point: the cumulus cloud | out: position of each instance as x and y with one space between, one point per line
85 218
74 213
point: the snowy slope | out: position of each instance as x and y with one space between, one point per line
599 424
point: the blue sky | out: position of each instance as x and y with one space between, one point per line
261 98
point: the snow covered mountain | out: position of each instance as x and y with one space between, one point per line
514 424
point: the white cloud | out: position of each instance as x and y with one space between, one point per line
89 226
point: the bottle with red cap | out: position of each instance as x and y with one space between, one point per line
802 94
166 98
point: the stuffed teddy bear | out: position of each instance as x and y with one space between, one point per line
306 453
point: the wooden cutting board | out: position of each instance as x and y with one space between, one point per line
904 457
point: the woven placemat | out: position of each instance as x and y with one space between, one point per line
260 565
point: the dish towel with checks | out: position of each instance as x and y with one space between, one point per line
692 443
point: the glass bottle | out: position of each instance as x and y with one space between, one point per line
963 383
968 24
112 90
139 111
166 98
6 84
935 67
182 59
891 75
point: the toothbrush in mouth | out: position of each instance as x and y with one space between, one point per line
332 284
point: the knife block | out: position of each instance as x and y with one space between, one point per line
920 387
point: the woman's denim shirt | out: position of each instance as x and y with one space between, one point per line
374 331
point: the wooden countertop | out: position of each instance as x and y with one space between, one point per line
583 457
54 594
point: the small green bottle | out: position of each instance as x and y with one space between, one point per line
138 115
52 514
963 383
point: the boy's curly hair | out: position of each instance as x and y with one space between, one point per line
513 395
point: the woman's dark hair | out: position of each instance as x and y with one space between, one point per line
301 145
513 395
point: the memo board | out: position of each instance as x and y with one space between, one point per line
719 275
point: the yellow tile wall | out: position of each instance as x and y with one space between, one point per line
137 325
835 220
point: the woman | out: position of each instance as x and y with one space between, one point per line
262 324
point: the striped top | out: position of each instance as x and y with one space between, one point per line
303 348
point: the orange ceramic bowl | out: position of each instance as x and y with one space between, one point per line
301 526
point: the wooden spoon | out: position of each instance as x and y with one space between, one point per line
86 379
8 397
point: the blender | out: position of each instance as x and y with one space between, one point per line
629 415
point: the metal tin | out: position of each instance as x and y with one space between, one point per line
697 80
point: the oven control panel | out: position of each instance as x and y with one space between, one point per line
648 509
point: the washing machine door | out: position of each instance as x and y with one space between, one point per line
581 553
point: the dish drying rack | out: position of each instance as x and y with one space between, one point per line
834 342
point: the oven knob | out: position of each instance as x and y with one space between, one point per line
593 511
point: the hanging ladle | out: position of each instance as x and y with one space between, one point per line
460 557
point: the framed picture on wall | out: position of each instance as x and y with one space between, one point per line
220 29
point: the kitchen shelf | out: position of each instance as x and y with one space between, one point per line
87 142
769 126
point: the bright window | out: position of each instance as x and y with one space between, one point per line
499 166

::::::::

# WORK INSTRUCTIONS
Reproduce all of the records above line for line, with no change to any word, number or space.

# COMPLETE RESPONSE
point: the cumulus cloud | out: position of each instance as x and y with one space between, one point per line
85 218
74 213
point: the snowy slope | out: position of each instance as x and y with one space between, one point per line
599 424
point: the blue sky | out: position of each instance as x and y with one space between, one point per line
261 98
point: the snow covered mountain | out: position of each instance as x and y with one space between, one point per line
514 424
point: the white cloud | out: position of each instance as x and y with one space between, one point per line
89 226
point: the bottle with red cap | out: position of each instance as x and y with one space between, one point per line
802 94
166 98
point: the stuffed teddy bear | out: position of each instance as x and y with one space between, one point per line
306 453
point: the wooden cutting board | out: position of each instance as x and y with one space between, one point per line
904 457
point: the woven placemat | out: position of each instance as x and y with one space between, one point per line
260 565
point: the dish towel with checks | out: position of each instance as x and y with one space between, one point per line
692 443
point: the glass bottle | out: position of each instance as x and y with one space between, one point per line
963 383
968 24
112 90
139 111
166 98
6 84
935 67
182 59
891 75
point: the toothbrush in mouth | out: position of each instance as x and y with one space between, one point per line
332 284
point: the knife block | out: position of each instance as x and y with one space between, one point per line
920 387
point: the woman's denim shirt | out: position of each instance as x and y with one space between, one point per line
374 331
point: the wooden countertop | out: position of each instance as x and y with one space between, one point per line
583 457
54 594
point: the small green bottle | out: position of each instance as x and y with one space between, one point per line
138 115
52 514
963 383
point: the boy's curly hair | out: position of each instance as x and y with one space between, one point per line
513 395
point: the woman's dark hair | out: position of each instance as x and y with one space between, one point per line
301 145
513 395
point: the memo board | out: position of each instance as x and y with one space between, one point per line
719 275
point: the yellow tile wall | out: position of each instance as x and y with one space between, one point per line
137 325
835 220
point: the woman | out: position of each instance as x and y with one space between, one point per line
262 324
point: the striped top | out: position of each instance as x and y with one space between, one point per line
303 348
point: the orange ceramic bowl | out: position of each instance as x and y with one space between, one point per line
301 526
point: the wooden spoon | out: position of each instance as x and y with one space between, one point per line
86 379
8 397
point: the blender | out: position of each instance as x and y with one space between, one point per line
629 415
point: the metal tin | out: position of each instance as x and y with one space between, one point per line
697 80
point: the oven control panel | out: position of each instance as x and y with one space between, one point per line
648 509
point: the washing machine door | out: position of each instance as x and y with one space between, one point per line
581 553
point: the dish drying rack | out: position of each instance as x and y with one space between, one point per line
834 342
point: the oven knob | out: position of each instance as x and y with one space between, one point per line
593 511
point: the hanging ladle | out: position of each instance as x and y with one space between, one point per line
460 557
point: the framed picture on wall | out: position of each instance as x and y with one space between, one point per line
220 29
point: the kitchen shelf | out: position of each instance as x and y with one space between, one point per line
87 142
769 126
point: the bright window | out: position of each instance as x and y with one space between, one point per line
499 166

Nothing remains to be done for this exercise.